**DIRECTIONS**: Can you print the NYSE rule-change notice word for word, starting with "NYSE is proposing" and going on through "of such statements."?

**TEXT SHOWN**:

-=-=-=-=-

Pursuant to Section 19(b)(1) of the Securities Exchange Act of 1934 (the “Act”),[1] and Rule 19b-4 thereunder,[2] notice is hereby given that on May 22, 2006, the New York Stock Exchange LLC (“NYSE” or “Exchange”) filed with the Securities and Exchange Commission (“Commission”) the proposed rule change as described in Items I, II, and III below, which Items have been prepared by the Exchange. The Exchange filed the proposed rule change pursuant to Section 19(b)(3)(A) of the Act [3] and Rule 19b-4(f)(6) thereunder,[4] which renders the proposed rule change effective upon filing with the Commission. The Commission is publishing this notice to solicit comments on the proposed rule change from interested persons.

I. Self-Regulatory Organization's Statement of the Terms of Substance of the Proposed Rule Change

NYSE is proposing to amend NYSE Rule 476 in order to make technical changes to the text of the second paragraph of NYSE Rule 476(k).

The text of the proposed rule change is available on the Exchange's Web site (http://www.nyse.com), at the Exchange's Office of the Secretary, and at the Commission's Public Reference Room.

II. Self-Regulatory Organization's Statement of the Purpose of, and Statutory Basis for, the Proposed Rule Change

In its filing with the Commission, the Exchange included statements concerning the purpose of, and basis for, the proposed rule change and discussed any comments it received on the proposed rule change. The text of these statements may be examined at the places specified in Item IV below. The Exchange has prepared summaries, set forth in Sections A, B, and C below, of the most significant aspects of such statements.

A. Self-Regulatory Organization's Statement of the Purpose of, and Statutory Basis for, the Proposed Rule Change

1. Purpose

On March 27, 2006, the Exchange filed SR-NYSE-2006-23 [5] (“NYSE-2006-23”) with the Commission to reconcile recent amendments to the text of NYSE Rules 475 and 476.[6] NYSE-2006-23 deleted inadvertently inserted text from previously approved changes made to NYSE Rule 476(l) [7] and incorporated the corrected paragraph of NYSE Rule 476(l) [8] into NYSE Rule 476(k). Further, NYSE-2006-23 made technical changes to the rules and rendered the rules gender neutral.

However, in NYSE-2006-23, the Exchange failed to remove superfluous text in the second paragraph of NYSE Rule 476(k). Currently the paragraph reads:

Any member, member organization or allied of a member organization who shall not pay a fine, or any other sums due to the Exchange, within forty-five days after the same shall become payable, shall be reported by the Exchange Treasurer to the Chairman of the Exchange Board of Directors and, after written notice mailed to such member, member organization or allied member of such arrearages, may be suspended by the Exchange Board of Directors until payment is made.

The Exchange seeks to delete the words “of a” after the first reference to “allied” in the paragraph and the word “organization” that follows the third reference to the word “member” so that the phrase reads “* * * allied member who shall not * * *.” The class of membership governed by this rule is an allied member and the Exchange seeks this amendment in order accurately reflect that class of membership.

-=-=-=-=-

**DATA EXTRACT**:
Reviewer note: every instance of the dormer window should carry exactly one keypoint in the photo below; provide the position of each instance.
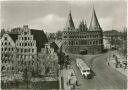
(5, 38)
(25, 33)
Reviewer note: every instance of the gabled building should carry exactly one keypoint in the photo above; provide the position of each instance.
(48, 61)
(82, 40)
(28, 45)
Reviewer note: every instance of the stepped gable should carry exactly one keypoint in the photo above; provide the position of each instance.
(70, 23)
(94, 25)
(13, 36)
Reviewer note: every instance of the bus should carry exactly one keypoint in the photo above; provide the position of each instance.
(84, 69)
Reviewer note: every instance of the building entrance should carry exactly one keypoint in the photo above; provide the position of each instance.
(83, 52)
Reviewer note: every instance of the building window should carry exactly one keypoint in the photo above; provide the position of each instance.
(5, 43)
(25, 33)
(25, 50)
(3, 68)
(12, 49)
(31, 44)
(8, 49)
(17, 50)
(25, 44)
(1, 49)
(29, 50)
(5, 49)
(25, 38)
(5, 38)
(32, 50)
(12, 68)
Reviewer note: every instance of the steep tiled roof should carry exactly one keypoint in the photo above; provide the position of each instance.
(70, 23)
(13, 36)
(40, 37)
(94, 25)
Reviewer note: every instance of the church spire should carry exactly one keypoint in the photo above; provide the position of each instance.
(70, 23)
(94, 25)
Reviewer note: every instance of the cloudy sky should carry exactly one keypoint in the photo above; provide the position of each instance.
(51, 15)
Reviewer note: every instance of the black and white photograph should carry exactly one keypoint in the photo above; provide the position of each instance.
(63, 44)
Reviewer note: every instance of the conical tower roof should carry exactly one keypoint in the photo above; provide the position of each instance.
(94, 25)
(70, 23)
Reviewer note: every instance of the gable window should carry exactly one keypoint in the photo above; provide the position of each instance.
(5, 38)
(25, 33)
(25, 44)
(5, 43)
(8, 49)
(25, 50)
(12, 49)
(5, 49)
(32, 50)
(25, 38)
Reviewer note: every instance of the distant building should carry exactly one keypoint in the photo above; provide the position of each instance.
(51, 37)
(82, 40)
(28, 44)
(48, 61)
(20, 51)
(8, 53)
(109, 37)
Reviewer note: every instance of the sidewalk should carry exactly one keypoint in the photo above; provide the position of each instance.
(112, 62)
(121, 70)
(66, 73)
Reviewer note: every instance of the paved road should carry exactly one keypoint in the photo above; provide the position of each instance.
(105, 77)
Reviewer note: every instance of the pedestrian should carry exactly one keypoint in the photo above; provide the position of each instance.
(69, 81)
(108, 63)
(73, 86)
(76, 82)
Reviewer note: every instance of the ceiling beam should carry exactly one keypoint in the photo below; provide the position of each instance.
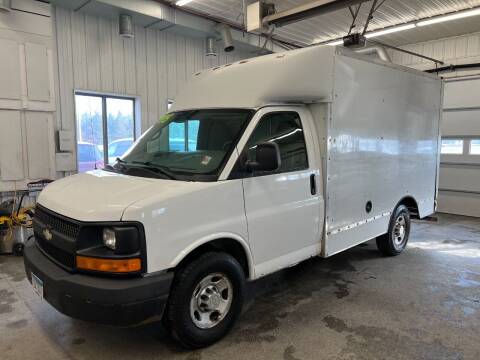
(305, 11)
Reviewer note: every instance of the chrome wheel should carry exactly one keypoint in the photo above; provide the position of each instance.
(399, 231)
(211, 300)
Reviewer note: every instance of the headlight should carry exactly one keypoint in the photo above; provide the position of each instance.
(109, 239)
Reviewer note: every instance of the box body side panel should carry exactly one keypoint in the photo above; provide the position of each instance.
(382, 147)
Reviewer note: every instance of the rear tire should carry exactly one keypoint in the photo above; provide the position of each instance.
(395, 240)
(206, 300)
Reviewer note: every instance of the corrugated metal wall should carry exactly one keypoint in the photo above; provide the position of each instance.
(153, 65)
(454, 50)
(460, 173)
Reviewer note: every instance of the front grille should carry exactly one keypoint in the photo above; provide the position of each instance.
(60, 256)
(62, 226)
(46, 219)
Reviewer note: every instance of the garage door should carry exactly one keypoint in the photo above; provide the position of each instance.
(459, 182)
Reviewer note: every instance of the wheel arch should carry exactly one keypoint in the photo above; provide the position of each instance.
(411, 204)
(232, 244)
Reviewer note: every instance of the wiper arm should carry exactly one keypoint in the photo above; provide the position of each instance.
(154, 168)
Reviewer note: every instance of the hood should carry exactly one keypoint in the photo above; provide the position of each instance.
(101, 195)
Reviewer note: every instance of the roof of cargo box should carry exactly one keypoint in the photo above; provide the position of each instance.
(297, 75)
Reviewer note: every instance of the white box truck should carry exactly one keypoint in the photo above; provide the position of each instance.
(261, 164)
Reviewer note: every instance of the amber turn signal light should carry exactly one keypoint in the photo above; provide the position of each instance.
(109, 265)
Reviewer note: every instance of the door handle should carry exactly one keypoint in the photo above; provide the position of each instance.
(313, 185)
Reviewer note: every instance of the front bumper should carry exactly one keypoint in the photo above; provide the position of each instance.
(112, 301)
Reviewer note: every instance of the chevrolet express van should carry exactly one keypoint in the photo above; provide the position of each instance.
(284, 157)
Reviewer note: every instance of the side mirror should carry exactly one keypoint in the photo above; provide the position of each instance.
(267, 158)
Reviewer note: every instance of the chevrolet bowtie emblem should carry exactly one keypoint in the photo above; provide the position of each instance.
(47, 234)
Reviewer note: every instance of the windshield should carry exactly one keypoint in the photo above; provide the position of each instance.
(190, 144)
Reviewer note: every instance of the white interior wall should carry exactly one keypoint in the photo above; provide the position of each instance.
(27, 95)
(152, 66)
(49, 52)
(462, 49)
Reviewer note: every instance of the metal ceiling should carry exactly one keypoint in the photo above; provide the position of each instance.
(335, 25)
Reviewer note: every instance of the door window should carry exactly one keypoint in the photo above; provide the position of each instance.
(285, 129)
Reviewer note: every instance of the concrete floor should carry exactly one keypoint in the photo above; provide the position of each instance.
(424, 304)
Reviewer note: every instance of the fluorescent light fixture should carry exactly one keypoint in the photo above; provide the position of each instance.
(390, 30)
(459, 15)
(182, 2)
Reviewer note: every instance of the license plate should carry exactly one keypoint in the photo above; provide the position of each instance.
(37, 285)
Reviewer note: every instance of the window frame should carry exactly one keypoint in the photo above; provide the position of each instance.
(470, 146)
(460, 138)
(238, 172)
(104, 97)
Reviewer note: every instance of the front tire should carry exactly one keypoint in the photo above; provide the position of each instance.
(206, 300)
(395, 240)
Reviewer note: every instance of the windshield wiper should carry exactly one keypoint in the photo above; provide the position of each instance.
(147, 165)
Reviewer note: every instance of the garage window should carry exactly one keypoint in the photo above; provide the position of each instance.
(452, 146)
(475, 147)
(105, 129)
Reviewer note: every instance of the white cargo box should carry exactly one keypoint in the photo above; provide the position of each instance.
(377, 129)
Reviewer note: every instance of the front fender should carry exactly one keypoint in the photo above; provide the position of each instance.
(223, 235)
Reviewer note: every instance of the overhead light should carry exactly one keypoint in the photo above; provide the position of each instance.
(182, 2)
(226, 34)
(125, 26)
(335, 43)
(4, 5)
(211, 47)
(390, 30)
(459, 15)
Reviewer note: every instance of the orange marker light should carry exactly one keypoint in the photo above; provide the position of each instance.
(109, 265)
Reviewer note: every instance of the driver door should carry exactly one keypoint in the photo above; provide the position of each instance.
(282, 207)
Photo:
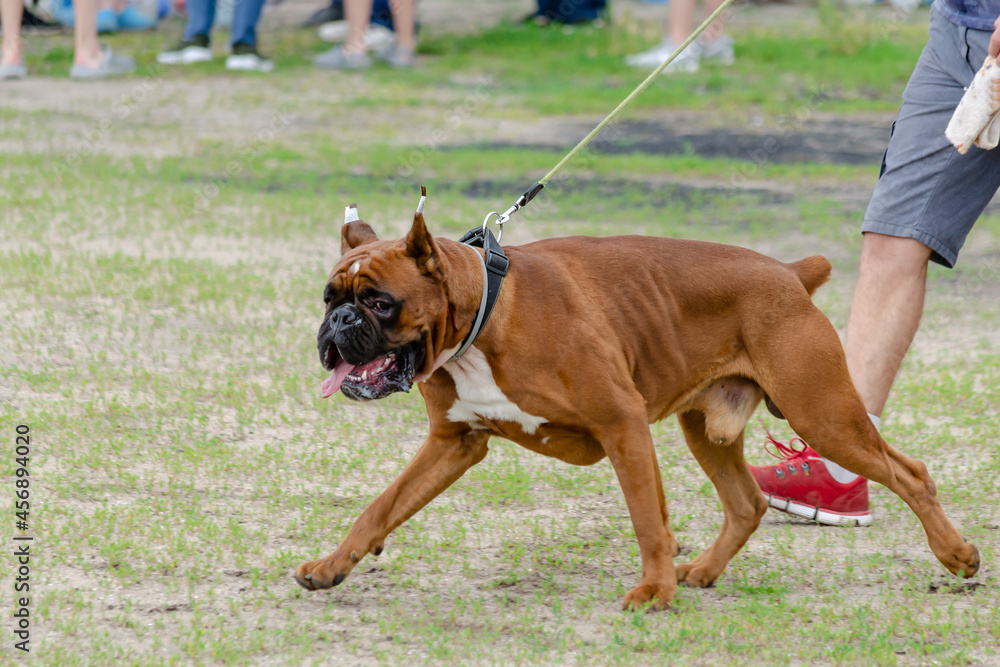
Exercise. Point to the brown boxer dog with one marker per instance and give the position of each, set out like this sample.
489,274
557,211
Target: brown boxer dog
591,340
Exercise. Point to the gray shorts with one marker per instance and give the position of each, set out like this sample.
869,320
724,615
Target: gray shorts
926,190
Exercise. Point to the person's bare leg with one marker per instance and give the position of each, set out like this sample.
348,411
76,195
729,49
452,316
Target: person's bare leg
88,50
404,20
358,14
680,15
11,12
885,313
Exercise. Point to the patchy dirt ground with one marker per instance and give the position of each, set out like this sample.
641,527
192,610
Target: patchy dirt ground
186,466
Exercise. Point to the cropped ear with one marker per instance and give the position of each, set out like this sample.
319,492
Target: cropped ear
355,232
420,246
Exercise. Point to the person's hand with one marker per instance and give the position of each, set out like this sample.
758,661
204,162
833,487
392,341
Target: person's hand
994,49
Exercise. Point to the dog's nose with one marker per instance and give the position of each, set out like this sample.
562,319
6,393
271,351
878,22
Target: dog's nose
343,317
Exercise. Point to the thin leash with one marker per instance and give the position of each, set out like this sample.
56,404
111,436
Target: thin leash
530,193
494,261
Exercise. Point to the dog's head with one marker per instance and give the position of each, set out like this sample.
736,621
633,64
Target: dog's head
386,304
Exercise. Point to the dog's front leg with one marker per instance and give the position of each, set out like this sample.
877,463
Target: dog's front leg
442,459
629,446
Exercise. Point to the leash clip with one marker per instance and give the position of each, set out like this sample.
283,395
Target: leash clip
500,220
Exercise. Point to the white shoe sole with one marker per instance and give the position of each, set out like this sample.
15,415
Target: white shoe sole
249,63
377,37
816,514
187,56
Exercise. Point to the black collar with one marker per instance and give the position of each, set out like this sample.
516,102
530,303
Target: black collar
495,265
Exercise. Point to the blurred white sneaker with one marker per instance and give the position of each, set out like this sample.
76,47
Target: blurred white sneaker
686,61
378,36
720,51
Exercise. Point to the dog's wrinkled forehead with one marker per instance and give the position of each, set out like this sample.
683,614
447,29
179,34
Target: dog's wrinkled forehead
361,269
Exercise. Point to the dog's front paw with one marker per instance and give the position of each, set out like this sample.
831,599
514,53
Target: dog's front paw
695,575
659,594
965,561
324,573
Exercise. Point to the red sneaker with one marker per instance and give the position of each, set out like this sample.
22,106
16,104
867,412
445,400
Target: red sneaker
801,485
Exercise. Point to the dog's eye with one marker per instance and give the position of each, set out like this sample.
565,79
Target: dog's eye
381,307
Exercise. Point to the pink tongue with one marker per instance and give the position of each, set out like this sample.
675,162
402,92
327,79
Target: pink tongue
332,383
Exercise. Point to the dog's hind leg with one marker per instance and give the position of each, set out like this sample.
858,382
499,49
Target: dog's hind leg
811,386
742,500
629,446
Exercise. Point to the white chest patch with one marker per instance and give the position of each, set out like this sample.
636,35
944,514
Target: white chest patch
479,397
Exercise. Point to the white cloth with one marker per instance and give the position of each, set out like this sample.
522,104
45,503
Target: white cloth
975,118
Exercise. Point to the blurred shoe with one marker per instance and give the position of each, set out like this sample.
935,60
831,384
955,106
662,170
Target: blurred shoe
802,485
187,52
107,22
719,51
332,12
397,56
36,25
63,14
377,37
247,58
133,19
13,72
335,58
686,62
111,65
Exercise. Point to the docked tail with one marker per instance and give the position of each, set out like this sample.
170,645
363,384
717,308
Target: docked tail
812,271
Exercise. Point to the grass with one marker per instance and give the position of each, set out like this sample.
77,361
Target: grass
161,284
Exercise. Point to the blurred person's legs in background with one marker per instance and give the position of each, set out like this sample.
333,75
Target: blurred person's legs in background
713,45
11,50
354,52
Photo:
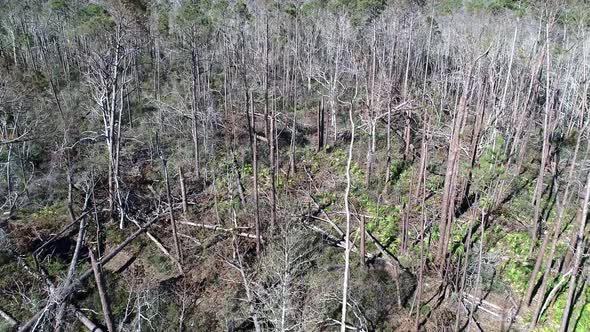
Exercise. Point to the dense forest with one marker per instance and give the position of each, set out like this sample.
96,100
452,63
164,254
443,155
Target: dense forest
313,165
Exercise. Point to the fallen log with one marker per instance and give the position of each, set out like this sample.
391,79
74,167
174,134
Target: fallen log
233,230
65,292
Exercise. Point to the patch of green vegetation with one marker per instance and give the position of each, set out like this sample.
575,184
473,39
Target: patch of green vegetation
58,5
384,221
52,211
517,268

-=-=-=-=-

**WRITTEN RESPONSE**:
NYSE is proposing to amend NYSE Rule 476 in order to make technical changes to the text of the second paragraph of NYSE Rule 476(k).

The text of the proposed rule change is available on the Exchange's Web site (http://www.nyse.com), at the Exchange's Office of the Secretary, and at the Commission's Public Reference Room.

II. Self-Regulatory Organization's Statement of the Purpose of, and Statutory Basis for, the Proposed Rule Change

In its filing with the Commission, the Exchange included statements concerning the purpose of, and basis for, the proposed rule change and discussed any comments it received on the proposed rule change. The text of these statements may be examined at the places specified in Item IV below. The Exchange has prepared summaries, set forth in Sections A, B, and C below, of the most significant aspects of such statements.